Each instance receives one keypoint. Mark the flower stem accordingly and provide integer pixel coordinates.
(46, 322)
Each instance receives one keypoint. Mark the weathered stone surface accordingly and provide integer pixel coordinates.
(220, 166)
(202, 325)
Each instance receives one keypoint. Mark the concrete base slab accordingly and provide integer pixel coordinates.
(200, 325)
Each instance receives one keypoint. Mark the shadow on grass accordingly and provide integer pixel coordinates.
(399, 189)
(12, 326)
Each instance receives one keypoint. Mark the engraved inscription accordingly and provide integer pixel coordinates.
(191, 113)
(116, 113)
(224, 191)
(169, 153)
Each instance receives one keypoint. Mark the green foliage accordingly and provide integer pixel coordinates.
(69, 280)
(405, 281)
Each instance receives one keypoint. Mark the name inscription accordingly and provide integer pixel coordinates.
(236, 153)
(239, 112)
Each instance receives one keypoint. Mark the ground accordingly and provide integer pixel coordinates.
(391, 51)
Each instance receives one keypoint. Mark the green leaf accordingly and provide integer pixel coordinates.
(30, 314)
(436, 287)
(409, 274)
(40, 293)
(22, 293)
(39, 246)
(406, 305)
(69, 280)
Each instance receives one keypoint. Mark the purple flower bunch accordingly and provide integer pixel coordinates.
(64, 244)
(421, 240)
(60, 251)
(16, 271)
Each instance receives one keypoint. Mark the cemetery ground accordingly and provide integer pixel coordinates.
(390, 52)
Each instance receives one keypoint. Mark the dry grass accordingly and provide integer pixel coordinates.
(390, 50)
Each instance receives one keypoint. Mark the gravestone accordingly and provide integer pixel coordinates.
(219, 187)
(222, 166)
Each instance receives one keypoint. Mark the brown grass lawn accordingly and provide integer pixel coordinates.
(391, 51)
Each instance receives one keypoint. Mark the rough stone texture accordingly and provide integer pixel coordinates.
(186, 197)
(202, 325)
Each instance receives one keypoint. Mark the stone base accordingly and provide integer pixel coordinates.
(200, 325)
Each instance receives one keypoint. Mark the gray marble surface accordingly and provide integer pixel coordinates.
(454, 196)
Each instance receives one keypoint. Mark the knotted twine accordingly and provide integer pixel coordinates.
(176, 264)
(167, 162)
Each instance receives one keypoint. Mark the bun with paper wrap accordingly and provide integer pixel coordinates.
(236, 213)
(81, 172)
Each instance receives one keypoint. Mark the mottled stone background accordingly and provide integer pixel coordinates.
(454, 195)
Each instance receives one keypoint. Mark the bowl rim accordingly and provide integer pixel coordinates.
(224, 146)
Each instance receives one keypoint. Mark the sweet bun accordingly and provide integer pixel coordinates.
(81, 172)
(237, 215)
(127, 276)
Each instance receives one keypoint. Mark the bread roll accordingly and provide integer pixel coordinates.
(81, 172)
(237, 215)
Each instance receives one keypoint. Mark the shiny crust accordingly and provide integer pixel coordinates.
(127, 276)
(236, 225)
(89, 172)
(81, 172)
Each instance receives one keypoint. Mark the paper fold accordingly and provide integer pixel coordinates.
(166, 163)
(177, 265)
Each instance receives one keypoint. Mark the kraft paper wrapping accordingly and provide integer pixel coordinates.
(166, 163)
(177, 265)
★ ★ ★ ★ ★ ★ ★
● EXERCISE GOAL: Reproduce verbatim the entries starting at the line that contains "Each instance receives one keypoint. Mark the bread" and ending at the last line of the entries, including both.

● COMPLETE RESPONSE:
Each instance receives one keypoint. Mark the bread roll accordingly and provide integer pixel coordinates.
(81, 172)
(237, 215)
Each instance receives one keypoint. Mark the shiny crust accordingly and provide integer pixel coordinates.
(127, 276)
(236, 225)
(89, 172)
(81, 172)
Each instance receives one keypoint. Mark the paper fold accordingly and provide integer pixel coordinates.
(166, 163)
(177, 265)
Each instance receives one keypoint. Mark the kraft paper wrapping accordingly and provide integer pixel coordinates.
(166, 163)
(177, 265)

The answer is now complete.